Source excerpt:
## Begin
Summer Loving

Why hello there! I have a moment in the midst of this crazy work week to post an update, and while I have Other Topics brewing in the back of my mind, I thought I take this time to make a list of all the things I am obsessively loving at the moment. When life brings you stress, make a list of good things. Always works.

[170/365] Kindle!

My new Kindle is fantastic – I have dithered for years about buying one, and finally put one in my shopping cart about a month and a half ago. It took me a while to pull the trigger, but I love it. Reading on it is easy and fun, downloading new books is a breeze, and I don’t have to clutter my house with my silly leisure-reading books. I can save shelf space for my Literary Intellectual-Type Books instead, and walk around reading the latest ridiculous vampire novel with no one the wiser. Oh yeah, baby.

I have also been re-watching Parks & Recreation on hulu, which I am loving just as much as ever. This past season was so great I just decided I wanted more, so I started over at the beginning. I’m halfway through season 2 right now. I’ve also occasionally been re-watching old Simpsons episodes at W’s (the guy) house as he has a bunch of seasons on DVD. Back in college my friends and I used to watch two episodes a night, every night, but in the past 10 years I really have not watched much of it. It’s a pleasure to return to. Best episode ever? “Bart’s Friend Falls in Love,” the B-plot of which is Homer’s subconscious vocabulary builder tapes. “But Marge, the boudoir is where the gourmand metamorphoses into…THE VOLUPTUARY.”

Running

We’ve also introduced our dogs. Egon got to meet two new friends: a chihuahua and a Jack Russell – Shih Tzu mix, who are both very enthusiastic and adorable. They seem to be getting along just fine in the park, but all three are boys, so we will just have to see what happens if they all three are in a non-neutral space together. Things could get pissy if you know what I am saying and I think that you do.

Yoga classes have been great as well – I’ve been hitting a class a week or so and would like to do more, but right now I am nursing that recurring hip-flexor injury and trying to take things easy. At any rate, yoga seems to be a good thing. In classes lately we’ve been trying lots of adventurous poses that we had never really done at my gym before. Crow, bird of paradise, head stand, and eka pada koudinyasana. I haven’t been able to do all of them perfectly but I love trying and knowing I am getting better. Today, I tried a headstand for the first time since gymnastics class as a kid, and I was able to do it easily against the wall. Soon to try: no wall, and coming down from headstand into crow.

On the way home, I was treated to this gorgeous sunset:

Sunset on the way home from yoga.
## End
Supplied data:
## Begin
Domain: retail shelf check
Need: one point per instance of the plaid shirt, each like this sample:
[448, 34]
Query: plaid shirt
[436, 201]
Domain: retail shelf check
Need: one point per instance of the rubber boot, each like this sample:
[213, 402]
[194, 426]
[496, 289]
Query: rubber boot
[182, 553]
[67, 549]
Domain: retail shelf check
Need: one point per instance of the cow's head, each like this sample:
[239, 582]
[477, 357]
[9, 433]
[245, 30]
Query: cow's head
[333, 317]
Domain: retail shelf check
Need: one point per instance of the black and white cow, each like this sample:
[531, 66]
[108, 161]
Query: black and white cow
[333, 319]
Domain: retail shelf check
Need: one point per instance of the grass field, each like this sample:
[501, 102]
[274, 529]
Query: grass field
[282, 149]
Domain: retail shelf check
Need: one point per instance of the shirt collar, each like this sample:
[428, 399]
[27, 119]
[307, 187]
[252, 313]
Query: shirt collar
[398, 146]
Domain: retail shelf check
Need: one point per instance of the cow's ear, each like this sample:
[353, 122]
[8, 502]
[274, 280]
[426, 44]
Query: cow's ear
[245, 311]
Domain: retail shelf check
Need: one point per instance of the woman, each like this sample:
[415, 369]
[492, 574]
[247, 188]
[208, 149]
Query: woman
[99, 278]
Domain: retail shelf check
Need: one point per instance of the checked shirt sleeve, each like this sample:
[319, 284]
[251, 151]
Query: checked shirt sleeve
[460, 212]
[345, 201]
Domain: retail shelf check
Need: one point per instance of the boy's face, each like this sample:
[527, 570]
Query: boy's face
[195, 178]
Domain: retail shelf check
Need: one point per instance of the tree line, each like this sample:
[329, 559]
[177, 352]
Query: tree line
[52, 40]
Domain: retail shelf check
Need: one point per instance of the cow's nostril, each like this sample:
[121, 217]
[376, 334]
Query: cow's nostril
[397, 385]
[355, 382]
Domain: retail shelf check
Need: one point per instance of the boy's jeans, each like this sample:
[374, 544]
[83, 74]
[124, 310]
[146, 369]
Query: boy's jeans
## End
What is asked:
(a) Copy the passage from the blog post word for word. Start at the words "Why hello there!" and end after "things. Always works.".
(b) How would you render this sentence from the blog post in Spanish: "When life brings you stress, make a list of good things."

Solutions to the exercise:
(a)
Why hello there! I have a moment in the midst of this crazy work week to post an update, and while I have Other Topics brewing in the back of my mind, I thought I take this time to make a list of all the things I am obsessively loving at the moment. When life brings you stress, make a list of good things. Always works.

(b) Cuando la vida te trae estrés, haz una lista de cosas buenas.